Rewrite all of the data below, swapping "Put down a dot" for "Place a marker" wherever it occurs and changing nothing else. Leave the pictures out of your answer.

Data from a collection
# # # # #

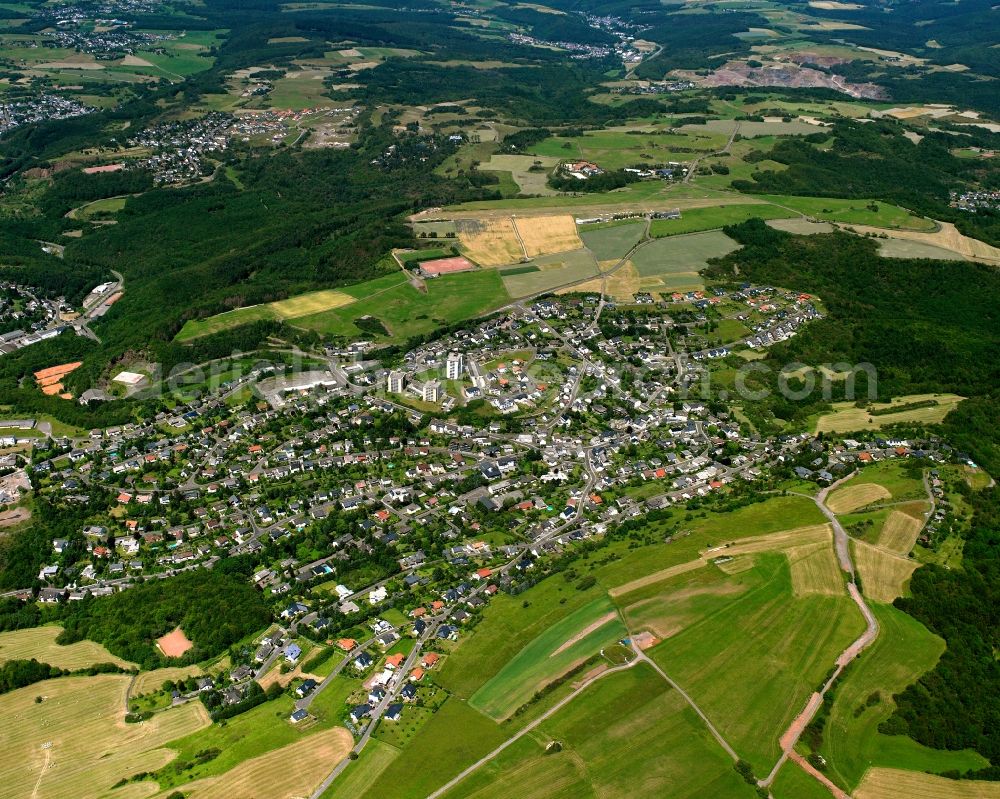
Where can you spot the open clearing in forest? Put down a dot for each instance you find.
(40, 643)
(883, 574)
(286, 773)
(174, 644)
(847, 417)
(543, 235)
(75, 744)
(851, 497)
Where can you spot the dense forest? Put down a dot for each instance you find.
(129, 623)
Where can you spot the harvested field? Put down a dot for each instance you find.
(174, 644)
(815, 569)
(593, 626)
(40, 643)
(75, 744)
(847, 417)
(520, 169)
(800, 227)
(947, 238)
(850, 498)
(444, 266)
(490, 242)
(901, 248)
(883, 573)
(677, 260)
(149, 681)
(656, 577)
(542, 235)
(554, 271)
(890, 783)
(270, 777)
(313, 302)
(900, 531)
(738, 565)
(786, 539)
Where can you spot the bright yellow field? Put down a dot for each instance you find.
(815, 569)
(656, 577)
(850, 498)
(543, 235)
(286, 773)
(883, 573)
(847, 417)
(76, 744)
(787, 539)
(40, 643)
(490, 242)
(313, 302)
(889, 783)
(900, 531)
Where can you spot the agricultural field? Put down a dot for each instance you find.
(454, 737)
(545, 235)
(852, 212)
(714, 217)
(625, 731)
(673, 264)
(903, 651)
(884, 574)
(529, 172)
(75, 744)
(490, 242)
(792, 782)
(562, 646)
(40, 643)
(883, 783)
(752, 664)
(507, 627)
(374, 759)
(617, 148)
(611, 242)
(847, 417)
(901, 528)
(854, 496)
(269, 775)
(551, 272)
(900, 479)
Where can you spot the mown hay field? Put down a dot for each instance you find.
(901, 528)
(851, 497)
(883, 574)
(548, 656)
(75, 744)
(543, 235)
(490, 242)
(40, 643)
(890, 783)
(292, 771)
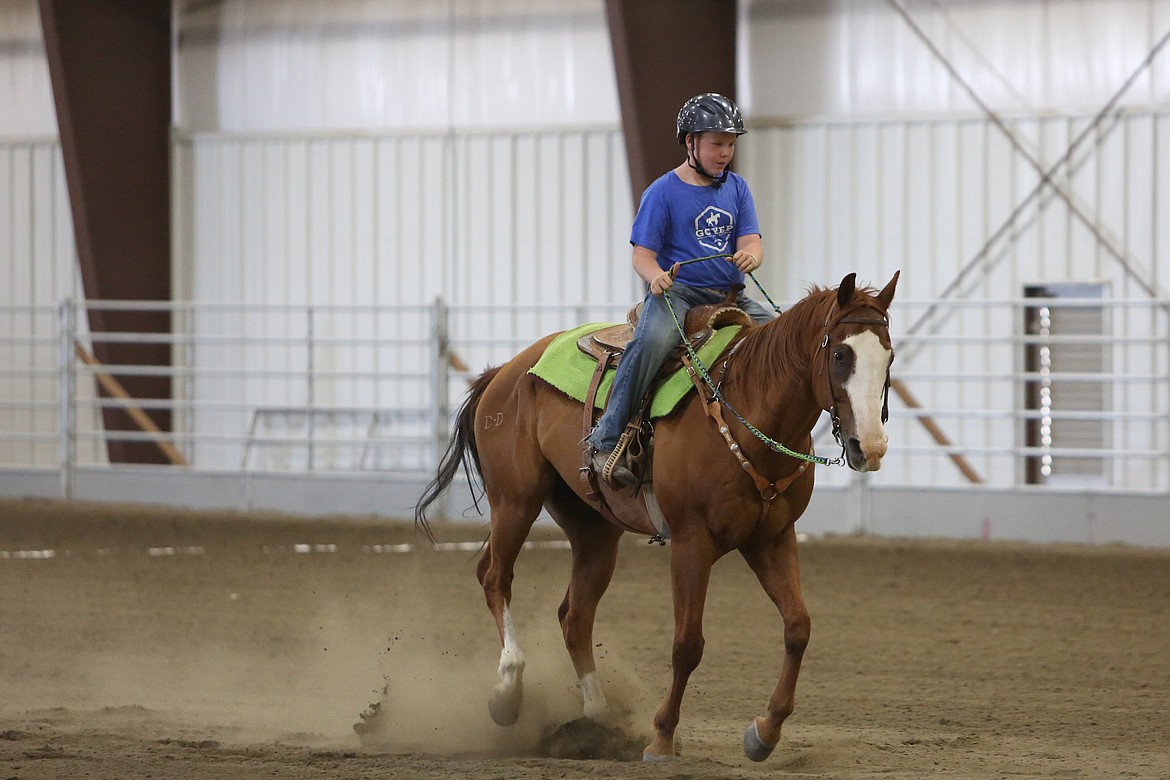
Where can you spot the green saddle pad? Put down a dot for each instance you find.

# # # # #

EXERCISE RESPONSE
Where can you spot the open clearing in forest? Place a marker for each instance you find.
(40, 643)
(883, 574)
(286, 773)
(174, 644)
(847, 417)
(543, 235)
(75, 744)
(851, 497)
Where can you spot the dense forest? Place a marker for each instance you find.
(129, 623)
Where can you spot the harvested field? Place a marker for each instance you find.
(174, 644)
(815, 569)
(593, 626)
(40, 643)
(75, 744)
(847, 417)
(520, 169)
(800, 227)
(947, 238)
(850, 498)
(444, 266)
(490, 242)
(901, 248)
(883, 573)
(677, 260)
(149, 681)
(656, 577)
(542, 235)
(554, 271)
(890, 783)
(270, 777)
(313, 302)
(900, 531)
(738, 565)
(786, 539)
Where can you spot the bright yellow field? Place a marker for each instance you find.
(815, 569)
(656, 577)
(850, 498)
(543, 235)
(286, 773)
(883, 573)
(847, 417)
(76, 744)
(787, 539)
(40, 643)
(490, 242)
(313, 302)
(889, 783)
(900, 531)
Where can you spot the agricultural field? Place a marker for each instance you find.
(454, 737)
(545, 235)
(852, 212)
(714, 217)
(625, 731)
(673, 264)
(903, 651)
(884, 574)
(529, 172)
(75, 744)
(490, 242)
(792, 782)
(562, 646)
(40, 643)
(883, 783)
(752, 664)
(507, 627)
(374, 759)
(617, 148)
(611, 242)
(847, 417)
(901, 528)
(854, 496)
(269, 775)
(551, 272)
(900, 479)
Where can you spot the mown hay field? Place a marker for each instance you find.
(901, 528)
(851, 497)
(883, 574)
(548, 656)
(75, 744)
(543, 235)
(490, 242)
(40, 643)
(890, 783)
(292, 771)
Where can you spot the green saddle pad? Place a marker for each instance you find.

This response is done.